**OPDRACHT**
Zet het deel dat opent met de regel met "Where can the stone" en sluit met de regel met "point(266, 40)" om in een Markdown-tabel met de kolommen Nummer en Regel. Neem beide grensregels op, laat lege regels weg en geef alleen deze regels weer.

**TE VERWERKEN GEGEVENS**
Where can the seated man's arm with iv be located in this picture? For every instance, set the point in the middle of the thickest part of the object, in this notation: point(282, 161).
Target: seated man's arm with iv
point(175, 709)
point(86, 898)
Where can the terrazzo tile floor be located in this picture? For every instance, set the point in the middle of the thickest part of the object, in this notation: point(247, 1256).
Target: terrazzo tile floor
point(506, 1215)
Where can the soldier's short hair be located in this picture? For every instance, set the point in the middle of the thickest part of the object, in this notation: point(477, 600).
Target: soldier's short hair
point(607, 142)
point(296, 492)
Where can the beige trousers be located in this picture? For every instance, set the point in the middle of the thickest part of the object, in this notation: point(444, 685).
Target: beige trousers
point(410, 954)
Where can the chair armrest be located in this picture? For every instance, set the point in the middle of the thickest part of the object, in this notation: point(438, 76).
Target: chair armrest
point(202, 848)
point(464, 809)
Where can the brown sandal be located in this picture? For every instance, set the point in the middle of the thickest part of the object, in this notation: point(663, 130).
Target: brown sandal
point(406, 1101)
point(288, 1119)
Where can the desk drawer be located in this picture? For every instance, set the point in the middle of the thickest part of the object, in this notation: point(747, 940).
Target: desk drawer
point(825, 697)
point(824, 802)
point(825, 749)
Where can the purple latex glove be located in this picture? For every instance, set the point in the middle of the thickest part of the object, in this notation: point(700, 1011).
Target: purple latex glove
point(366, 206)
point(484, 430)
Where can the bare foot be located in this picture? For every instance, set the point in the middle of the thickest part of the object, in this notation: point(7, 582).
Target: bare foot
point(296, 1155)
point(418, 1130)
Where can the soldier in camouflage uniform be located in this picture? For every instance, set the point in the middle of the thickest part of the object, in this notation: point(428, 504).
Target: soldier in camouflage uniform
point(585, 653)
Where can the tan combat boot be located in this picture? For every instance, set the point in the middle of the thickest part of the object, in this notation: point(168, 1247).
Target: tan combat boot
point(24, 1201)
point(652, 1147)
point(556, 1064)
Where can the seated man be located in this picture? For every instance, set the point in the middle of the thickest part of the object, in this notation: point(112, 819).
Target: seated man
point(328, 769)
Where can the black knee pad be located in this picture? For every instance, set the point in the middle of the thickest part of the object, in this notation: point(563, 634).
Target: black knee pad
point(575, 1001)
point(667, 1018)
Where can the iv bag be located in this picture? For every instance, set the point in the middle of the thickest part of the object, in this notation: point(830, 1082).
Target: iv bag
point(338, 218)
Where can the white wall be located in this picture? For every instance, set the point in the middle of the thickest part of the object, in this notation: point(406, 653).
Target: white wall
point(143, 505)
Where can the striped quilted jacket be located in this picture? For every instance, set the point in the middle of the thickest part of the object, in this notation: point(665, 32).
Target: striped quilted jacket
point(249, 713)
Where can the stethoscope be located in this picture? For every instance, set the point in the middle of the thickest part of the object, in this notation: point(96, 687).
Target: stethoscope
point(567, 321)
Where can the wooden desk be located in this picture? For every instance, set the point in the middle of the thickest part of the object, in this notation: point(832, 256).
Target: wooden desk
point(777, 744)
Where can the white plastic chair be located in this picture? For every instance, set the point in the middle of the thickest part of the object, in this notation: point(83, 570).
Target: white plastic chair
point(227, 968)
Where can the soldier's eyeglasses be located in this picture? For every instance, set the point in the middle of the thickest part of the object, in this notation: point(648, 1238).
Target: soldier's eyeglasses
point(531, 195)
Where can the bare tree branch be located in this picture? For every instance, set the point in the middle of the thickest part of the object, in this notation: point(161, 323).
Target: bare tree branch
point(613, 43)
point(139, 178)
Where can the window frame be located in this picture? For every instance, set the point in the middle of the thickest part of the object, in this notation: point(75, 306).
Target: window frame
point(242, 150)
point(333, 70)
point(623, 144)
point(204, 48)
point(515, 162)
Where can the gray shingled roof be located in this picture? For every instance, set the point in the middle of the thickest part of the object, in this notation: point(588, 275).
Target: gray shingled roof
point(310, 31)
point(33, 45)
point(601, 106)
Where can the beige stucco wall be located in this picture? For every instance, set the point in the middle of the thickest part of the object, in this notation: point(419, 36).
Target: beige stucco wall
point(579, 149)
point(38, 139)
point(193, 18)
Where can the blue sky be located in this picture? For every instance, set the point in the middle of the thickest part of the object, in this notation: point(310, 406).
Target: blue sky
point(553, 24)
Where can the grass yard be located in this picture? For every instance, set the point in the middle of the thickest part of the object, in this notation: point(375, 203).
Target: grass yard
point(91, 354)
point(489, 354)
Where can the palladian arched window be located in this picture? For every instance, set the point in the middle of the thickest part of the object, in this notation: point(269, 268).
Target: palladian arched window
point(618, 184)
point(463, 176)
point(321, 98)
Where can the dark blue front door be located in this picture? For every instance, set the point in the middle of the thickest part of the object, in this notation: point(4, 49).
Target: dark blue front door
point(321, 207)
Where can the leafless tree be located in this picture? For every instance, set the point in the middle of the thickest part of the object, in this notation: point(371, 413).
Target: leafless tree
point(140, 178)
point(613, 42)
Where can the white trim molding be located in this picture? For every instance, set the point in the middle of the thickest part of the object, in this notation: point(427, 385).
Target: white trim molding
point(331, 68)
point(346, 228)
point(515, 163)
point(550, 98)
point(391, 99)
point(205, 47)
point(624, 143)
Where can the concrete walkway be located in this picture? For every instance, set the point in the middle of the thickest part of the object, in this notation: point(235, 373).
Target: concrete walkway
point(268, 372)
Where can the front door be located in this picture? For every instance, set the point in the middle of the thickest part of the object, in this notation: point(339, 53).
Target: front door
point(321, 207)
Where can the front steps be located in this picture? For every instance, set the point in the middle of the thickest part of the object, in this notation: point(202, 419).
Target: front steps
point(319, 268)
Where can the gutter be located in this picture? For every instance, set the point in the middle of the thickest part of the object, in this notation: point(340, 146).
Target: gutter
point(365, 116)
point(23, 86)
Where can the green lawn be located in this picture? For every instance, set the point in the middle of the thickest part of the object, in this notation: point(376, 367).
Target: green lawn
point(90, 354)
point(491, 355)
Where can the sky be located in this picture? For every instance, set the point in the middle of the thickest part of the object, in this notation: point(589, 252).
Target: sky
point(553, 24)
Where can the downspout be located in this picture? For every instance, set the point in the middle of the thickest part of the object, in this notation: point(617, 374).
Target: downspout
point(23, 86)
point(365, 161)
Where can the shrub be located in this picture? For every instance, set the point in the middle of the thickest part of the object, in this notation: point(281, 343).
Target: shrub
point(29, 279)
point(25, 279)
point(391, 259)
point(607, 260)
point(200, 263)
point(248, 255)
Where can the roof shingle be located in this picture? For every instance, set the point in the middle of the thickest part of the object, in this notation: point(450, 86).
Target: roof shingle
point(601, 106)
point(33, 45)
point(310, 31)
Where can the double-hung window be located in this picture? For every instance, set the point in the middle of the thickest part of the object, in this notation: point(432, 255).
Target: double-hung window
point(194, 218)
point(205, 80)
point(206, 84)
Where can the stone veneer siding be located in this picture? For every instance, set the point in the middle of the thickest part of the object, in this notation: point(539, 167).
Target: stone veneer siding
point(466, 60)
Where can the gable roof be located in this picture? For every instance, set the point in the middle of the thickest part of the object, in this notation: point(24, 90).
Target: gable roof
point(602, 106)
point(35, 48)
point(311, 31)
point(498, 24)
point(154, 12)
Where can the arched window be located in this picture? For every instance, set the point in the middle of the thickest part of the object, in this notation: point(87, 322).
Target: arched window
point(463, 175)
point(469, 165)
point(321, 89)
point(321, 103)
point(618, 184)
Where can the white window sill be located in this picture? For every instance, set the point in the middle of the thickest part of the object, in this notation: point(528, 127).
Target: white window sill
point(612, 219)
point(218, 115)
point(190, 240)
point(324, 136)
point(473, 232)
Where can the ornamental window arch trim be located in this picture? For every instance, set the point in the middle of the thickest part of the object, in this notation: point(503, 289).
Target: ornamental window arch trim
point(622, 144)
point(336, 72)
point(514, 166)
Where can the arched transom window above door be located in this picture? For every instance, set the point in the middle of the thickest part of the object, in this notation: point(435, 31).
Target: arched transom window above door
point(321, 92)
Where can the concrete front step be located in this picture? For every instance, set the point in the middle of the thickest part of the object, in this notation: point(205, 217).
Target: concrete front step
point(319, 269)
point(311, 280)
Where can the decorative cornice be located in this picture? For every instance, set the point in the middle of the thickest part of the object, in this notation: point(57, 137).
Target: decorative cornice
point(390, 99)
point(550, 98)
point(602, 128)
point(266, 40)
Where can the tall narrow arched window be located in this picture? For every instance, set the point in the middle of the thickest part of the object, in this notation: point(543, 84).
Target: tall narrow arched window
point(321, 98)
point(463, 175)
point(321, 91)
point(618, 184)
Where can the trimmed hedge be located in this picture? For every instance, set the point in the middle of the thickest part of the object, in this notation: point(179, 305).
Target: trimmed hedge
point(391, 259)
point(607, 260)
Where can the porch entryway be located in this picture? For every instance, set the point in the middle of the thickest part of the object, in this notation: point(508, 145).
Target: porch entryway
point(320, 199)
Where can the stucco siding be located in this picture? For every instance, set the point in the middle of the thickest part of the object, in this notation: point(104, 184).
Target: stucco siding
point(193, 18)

**ANTWOORD**
| Nummer | Regel |
|---|---|
| 1 | Where can the stone veneer siding be located in this picture? For every instance, set the point in the middle of the thickest part of the object, in this notation: point(539, 167). |
| 2 | Target: stone veneer siding |
| 3 | point(466, 60) |
| 4 | Where can the gable roof be located in this picture? For every instance, set the point in the middle of the thickest part of the object, in this notation: point(24, 90). |
| 5 | Target: gable roof |
| 6 | point(602, 106) |
| 7 | point(35, 48) |
| 8 | point(311, 31) |
| 9 | point(498, 24) |
| 10 | point(154, 12) |
| 11 | Where can the arched window be located in this picture? For every instance, set the point in the middle of the thickest part of the object, in this notation: point(87, 322). |
| 12 | Target: arched window |
| 13 | point(463, 175) |
| 14 | point(469, 165) |
| 15 | point(321, 89) |
| 16 | point(321, 103) |
| 17 | point(618, 184) |
| 18 | Where can the white window sill be located in this picture? For every instance, set the point in the middle of the thickest part of the object, in this notation: point(528, 127). |
| 19 | Target: white window sill |
| 20 | point(612, 219) |
| 21 | point(218, 115) |
| 22 | point(190, 240) |
| 23 | point(324, 136) |
| 24 | point(473, 232) |
| 25 | Where can the ornamental window arch trim be located in this picture? For every instance, set the point in the middle of the thickest part of the object, in this notation: point(503, 289). |
| 26 | Target: ornamental window arch trim |
| 27 | point(622, 144) |
| 28 | point(336, 72) |
| 29 | point(514, 166) |
| 30 | Where can the arched transom window above door be located in this picture? For every instance, set the point in the middle of the thickest part of the object, in this notation: point(435, 31). |
| 31 | Target: arched transom window above door |
| 32 | point(321, 92) |
| 33 | Where can the concrete front step be located in this picture? For every instance, set the point in the middle of the thickest part of the object, in this notation: point(205, 217). |
| 34 | Target: concrete front step |
| 35 | point(319, 269) |
| 36 | point(311, 280) |
| 37 | Where can the decorative cornice be located in this picture? For every instance, set the point in the middle of the thickest part of the object, in this notation: point(57, 137). |
| 38 | Target: decorative cornice |
| 39 | point(390, 99) |
| 40 | point(550, 98) |
| 41 | point(602, 128) |
| 42 | point(266, 40) |